[WHAT IS ASKED]
(a) From the nvme-pci patch thread, extract the passage that begins with the words containing "Subject: [PATCH]nvme-pci: Fixes" and ends with "Message-ID: <20180207012353.GD13470@ming.t460p> (raw)". Copy it word for word.
(b) Write what comes next in the nvme-pci patch thread, starting right after its final line.

[TEXT EXCERPT]
All of lore.kernel.org
 help / color / mirror / Atom feed
From: ming.lei@redhat.com (Ming Lei)
Subject: [PATCH]nvme-pci: Fixes EEH failure on ppc
Date: Wed, 7 Feb 2018 09:24:37 +0800	[thread overview]
Message-ID: <20180207012353.GD13470@ming.t460p> (raw)
In-Reply-To: <787e4960b62a03b3888c67e73d7e1ee2@linux.vnet.ibm.com>

On Tue, Feb 06, 2018@02:01:05PM -0600, wenxiong wrote:
> On 2018-02-06 10:33, Keith Busch wrote:
> > On Mon, Feb 05, 2018 at 03:49:40PM -0600, wenxiong at vmlinux.vnet.ibm.com
> > wrote:
> > > @@ -1189,6 +1183,12 @@ static enum blk_eh_timer_return
> > > nvme_timeout(struct request *req, bool reserved)
> > >  	struct nvme_command cmd;
> > >  	u32 csts = readl(dev->bar + NVME_REG_CSTS);
> > > 
> > > +	/* If PCI error recovery process is happening, we cannot reset or
> > > +	 * the recovery mechanism will surely fail.

[ENTRIES SUPPLIED]

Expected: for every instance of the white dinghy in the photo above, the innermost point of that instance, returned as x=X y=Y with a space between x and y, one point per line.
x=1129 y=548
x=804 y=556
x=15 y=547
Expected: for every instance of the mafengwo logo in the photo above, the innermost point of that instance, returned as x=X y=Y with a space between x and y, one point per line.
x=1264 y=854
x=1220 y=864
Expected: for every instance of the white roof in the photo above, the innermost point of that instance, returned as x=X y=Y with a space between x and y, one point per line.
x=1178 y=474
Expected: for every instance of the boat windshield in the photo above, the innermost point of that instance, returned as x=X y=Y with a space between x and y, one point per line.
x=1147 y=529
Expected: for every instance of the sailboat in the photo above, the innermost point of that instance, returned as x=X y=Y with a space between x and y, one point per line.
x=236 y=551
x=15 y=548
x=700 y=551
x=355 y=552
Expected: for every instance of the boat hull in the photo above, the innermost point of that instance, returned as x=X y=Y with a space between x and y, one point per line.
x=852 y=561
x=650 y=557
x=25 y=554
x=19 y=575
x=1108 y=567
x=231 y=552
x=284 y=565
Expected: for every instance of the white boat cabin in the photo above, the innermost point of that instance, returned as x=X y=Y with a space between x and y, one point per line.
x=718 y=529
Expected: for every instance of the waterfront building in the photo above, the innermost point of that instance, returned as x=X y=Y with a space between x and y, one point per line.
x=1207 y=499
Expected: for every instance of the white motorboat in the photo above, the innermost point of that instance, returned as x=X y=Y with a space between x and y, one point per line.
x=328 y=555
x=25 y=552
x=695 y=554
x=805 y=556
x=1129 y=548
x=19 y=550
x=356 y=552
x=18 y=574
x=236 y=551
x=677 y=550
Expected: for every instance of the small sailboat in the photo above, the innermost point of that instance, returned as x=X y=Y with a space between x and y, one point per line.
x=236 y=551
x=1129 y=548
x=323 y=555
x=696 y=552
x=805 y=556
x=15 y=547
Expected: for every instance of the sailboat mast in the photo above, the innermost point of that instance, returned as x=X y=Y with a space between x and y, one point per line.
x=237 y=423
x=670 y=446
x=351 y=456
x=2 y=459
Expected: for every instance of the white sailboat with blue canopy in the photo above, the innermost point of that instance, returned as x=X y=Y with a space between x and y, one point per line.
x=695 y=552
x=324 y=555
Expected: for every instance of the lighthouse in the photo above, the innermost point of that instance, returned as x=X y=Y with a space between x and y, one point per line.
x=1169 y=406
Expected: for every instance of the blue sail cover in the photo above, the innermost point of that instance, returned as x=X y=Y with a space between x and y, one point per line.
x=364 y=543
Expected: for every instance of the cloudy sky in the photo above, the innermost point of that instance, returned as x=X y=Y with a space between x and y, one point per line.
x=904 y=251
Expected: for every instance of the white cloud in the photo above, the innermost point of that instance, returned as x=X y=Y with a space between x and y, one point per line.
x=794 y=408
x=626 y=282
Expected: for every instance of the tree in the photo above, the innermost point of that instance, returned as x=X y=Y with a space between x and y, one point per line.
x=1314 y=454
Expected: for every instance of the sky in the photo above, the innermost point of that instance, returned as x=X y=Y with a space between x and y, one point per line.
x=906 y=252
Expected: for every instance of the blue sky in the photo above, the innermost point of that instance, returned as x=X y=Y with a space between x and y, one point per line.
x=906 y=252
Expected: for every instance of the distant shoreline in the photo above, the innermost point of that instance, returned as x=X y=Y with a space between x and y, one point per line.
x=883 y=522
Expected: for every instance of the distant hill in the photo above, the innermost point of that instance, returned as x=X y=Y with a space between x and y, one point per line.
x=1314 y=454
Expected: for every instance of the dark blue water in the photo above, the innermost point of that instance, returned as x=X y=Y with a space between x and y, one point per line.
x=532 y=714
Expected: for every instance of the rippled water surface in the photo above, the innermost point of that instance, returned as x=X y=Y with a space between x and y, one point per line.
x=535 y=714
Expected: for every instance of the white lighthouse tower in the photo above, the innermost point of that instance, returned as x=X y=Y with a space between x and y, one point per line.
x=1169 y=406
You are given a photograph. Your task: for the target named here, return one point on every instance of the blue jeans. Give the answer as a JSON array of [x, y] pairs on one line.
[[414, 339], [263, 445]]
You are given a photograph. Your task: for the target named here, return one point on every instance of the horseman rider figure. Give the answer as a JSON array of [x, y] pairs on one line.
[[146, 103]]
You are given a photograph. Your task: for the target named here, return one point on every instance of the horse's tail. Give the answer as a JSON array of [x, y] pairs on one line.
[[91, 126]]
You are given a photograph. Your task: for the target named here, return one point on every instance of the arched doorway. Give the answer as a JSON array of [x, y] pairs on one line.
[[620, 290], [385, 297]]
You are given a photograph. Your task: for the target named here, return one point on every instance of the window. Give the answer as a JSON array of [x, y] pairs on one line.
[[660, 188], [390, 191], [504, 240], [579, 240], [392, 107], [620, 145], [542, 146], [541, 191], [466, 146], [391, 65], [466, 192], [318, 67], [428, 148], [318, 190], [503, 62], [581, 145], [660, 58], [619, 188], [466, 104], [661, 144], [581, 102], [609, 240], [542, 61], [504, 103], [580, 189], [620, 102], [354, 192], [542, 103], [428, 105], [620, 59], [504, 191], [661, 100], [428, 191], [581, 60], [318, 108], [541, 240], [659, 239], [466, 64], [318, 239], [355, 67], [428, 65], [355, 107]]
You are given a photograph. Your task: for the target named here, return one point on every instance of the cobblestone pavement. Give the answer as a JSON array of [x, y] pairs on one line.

[ANSWERS TO THE EXERCISE]
(a)
Subject: [PATCH]nvme-pci: Fixes EEH failure on ppc
Date: Wed, 7 Feb 2018 09:24:37 +0800	[thread overview]
Message-ID: <20180207012353.GD13470@ming.t460p> (raw)

(b)
> > > +	 */
> > > +	if (pci_channel_offline(to_pci_dev(dev->dev)))
> > > +		return BLK_EH_HANDLED;
> > > +
> > 
> > This patch will tell the block layer to complete the request and
> > consider
> > it a success, but it doesn't look like the command actually completed at
> > all. You're going to get data corruption this way, right? Is returning
> > BLK_EH_HANDLED immediately really the right thing to do here?
> 
> Hi Ming,
> 
> Can you help checking if it is ok if returning BLK_EH_HANDLEDED in this
> case?

Hi Wenxiong,

Looks Keith is correct, and this timed out request will be completed by
block layer and NVMe driver if BLK_EH_HANDLED is returned, but this IO
isn't completed actually, so either data loss(write) or read failure is
caused.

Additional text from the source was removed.